EXERCISE:
Collect every line below that contains the word "wooden", and copy each of those lines out.

** begin **

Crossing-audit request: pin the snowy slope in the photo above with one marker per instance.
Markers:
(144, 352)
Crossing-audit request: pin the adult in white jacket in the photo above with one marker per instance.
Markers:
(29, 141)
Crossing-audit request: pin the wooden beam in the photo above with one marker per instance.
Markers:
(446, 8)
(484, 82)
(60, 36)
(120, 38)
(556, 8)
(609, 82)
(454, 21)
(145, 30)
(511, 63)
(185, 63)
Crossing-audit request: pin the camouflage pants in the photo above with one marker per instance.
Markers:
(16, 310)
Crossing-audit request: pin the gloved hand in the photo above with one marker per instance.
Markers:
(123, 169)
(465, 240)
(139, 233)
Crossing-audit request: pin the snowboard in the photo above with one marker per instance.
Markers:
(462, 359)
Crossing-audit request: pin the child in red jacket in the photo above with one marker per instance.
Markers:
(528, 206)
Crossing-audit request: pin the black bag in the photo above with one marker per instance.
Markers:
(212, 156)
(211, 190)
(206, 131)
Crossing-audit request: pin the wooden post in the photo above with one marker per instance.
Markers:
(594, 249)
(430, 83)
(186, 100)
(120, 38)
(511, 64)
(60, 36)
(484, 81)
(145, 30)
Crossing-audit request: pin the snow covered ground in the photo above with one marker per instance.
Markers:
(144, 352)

** end **
** begin **

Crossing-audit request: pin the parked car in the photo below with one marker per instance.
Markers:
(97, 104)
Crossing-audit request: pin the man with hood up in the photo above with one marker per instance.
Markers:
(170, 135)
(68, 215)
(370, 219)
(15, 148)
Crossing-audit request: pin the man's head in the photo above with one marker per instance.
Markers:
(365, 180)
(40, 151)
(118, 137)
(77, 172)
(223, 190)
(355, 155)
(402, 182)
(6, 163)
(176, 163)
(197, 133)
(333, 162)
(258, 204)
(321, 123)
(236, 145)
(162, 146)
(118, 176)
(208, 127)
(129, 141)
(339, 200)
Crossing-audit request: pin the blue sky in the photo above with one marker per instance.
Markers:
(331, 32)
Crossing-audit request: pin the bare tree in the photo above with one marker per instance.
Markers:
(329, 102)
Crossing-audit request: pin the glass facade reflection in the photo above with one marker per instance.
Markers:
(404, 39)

** end **

SOLUTION TO THE EXERCISE:
Crossing-audit request: pin the wooden beam in the photo above with one marker per instance.
Crossing-audit request: pin the wooden post in the photo above with one marker per instance.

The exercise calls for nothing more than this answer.